• **Coordinate labeling data**:
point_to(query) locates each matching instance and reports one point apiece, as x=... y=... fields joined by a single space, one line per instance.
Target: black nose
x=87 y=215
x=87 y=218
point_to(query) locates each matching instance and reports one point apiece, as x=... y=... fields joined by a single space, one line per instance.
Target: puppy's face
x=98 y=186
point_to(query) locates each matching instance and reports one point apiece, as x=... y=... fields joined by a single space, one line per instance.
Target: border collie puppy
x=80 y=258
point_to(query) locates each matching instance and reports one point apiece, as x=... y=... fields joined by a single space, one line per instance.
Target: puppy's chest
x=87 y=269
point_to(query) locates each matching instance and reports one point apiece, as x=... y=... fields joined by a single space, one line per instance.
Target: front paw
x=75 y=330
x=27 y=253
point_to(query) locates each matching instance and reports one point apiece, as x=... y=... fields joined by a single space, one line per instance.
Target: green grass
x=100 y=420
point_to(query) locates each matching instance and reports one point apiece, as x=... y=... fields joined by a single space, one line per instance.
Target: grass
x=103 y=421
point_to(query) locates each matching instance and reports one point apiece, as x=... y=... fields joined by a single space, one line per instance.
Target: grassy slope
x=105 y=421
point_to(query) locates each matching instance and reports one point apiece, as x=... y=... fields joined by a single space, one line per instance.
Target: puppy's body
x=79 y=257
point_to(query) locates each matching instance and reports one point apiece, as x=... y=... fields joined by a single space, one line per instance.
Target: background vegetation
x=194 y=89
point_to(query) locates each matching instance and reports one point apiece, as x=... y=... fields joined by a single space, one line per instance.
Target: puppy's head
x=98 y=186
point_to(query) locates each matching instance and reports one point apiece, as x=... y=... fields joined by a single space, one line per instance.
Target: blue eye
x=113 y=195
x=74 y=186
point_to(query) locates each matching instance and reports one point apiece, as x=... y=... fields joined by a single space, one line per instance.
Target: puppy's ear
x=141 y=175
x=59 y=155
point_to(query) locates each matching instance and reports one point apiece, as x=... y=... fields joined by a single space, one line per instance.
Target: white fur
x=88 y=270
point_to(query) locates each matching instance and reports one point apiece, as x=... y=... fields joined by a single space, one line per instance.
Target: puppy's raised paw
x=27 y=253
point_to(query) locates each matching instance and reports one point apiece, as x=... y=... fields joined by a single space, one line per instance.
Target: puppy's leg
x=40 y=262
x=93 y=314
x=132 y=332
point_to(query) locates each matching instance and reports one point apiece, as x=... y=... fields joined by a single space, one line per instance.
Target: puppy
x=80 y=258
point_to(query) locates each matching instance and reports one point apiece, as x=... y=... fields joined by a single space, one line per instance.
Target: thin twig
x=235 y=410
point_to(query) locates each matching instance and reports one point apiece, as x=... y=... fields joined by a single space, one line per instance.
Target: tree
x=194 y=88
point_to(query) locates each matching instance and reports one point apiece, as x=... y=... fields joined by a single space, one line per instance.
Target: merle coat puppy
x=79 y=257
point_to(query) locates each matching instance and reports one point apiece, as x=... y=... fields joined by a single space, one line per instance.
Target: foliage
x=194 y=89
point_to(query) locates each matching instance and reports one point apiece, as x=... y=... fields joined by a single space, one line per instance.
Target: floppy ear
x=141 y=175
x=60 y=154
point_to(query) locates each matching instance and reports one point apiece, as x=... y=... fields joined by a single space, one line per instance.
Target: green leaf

• **CHALLENGE**: Show every line of the records above that contains the word "green", matching case exactly.

• **SOLUTION TO THIS TASK**:
Target: green grass
Target: green leaf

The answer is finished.